+++ Dataset records +++
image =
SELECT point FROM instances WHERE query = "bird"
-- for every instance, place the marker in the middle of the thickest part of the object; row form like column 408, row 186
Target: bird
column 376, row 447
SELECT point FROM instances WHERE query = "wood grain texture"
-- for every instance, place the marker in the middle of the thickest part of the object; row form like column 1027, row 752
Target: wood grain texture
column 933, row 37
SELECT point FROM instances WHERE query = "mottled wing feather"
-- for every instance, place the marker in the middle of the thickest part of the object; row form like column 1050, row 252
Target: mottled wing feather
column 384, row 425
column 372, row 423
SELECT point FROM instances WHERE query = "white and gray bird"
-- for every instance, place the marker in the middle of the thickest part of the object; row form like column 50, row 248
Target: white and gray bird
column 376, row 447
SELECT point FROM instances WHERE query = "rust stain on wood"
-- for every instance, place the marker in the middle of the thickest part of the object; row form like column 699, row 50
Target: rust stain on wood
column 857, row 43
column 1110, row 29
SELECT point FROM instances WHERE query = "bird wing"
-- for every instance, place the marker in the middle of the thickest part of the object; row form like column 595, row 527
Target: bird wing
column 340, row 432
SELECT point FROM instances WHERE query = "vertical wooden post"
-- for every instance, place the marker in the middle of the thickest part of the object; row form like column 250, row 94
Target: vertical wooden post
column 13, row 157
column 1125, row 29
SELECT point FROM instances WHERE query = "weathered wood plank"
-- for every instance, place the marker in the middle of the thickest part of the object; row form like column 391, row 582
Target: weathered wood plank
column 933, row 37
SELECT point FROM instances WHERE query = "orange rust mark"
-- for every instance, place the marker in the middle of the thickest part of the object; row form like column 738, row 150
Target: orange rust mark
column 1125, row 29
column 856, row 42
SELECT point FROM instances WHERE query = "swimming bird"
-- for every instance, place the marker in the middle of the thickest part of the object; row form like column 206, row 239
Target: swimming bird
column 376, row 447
+++
Prompt. Can you print all of the rows above again, word for word and in their original order?

Task response.
image =
SELECT point FROM instances WHERE query = "bird"
-- for every instance, place the marker in the middle of the thickest part of the object; row form like column 408, row 186
Target: bird
column 376, row 447
SELECT point FROM instances WHERE query = "wood grain texture"
-- for every instance, place the marker in the middle of the thickest part of the object; row form like column 1027, row 752
Target: wood grain texture
column 933, row 37
SELECT point FROM instances WHERE query = "mottled wing feather"
-- for every instance, place the marker in the middle of the thickest part of the object; row form like column 1050, row 252
Target: mottled wing feather
column 384, row 425
column 372, row 423
SELECT point FROM instances WHERE query = "white and gray bird"
-- for every instance, place the marker in the middle of the thickest part of the object; row form like column 50, row 248
Target: white and gray bird
column 376, row 447
SELECT point FROM instances WHERE query = "rust stain on wood"
-- for every instance, place the marker in the middle of the thickest part of the object; row form like column 699, row 50
Target: rust stain on wood
column 857, row 43
column 1110, row 29
SELECT point FROM instances WHERE query = "bird wing"
-- for every instance, place the marker in the middle of the thickest part of the object; row form like column 595, row 527
Target: bird wing
column 340, row 432
SELECT point FROM instances WHERE query = "vertical wooden post"
-- for every instance, place the marker in the middle of the thickest part of the object; row form like column 250, row 94
Target: vertical wooden post
column 13, row 157
column 1125, row 29
SELECT point FROM instances WHERE query = "weathered wood plank"
-- for every instance, place the marker in the middle of the thickest part of the object; row form like column 391, row 582
Target: weathered wood plank
column 933, row 37
SELECT point FROM instances WHERE query = "orange rust mark"
-- for every instance, place the marker in the middle of the thickest part of the object; row form like column 738, row 150
Target: orange rust mark
column 1125, row 29
column 856, row 42
SELECT point FROM instances WHERE query = "swimming bird"
-- for every instance, place the marker in the middle of the thickest part of the object; row form like column 206, row 239
Target: swimming bird
column 376, row 447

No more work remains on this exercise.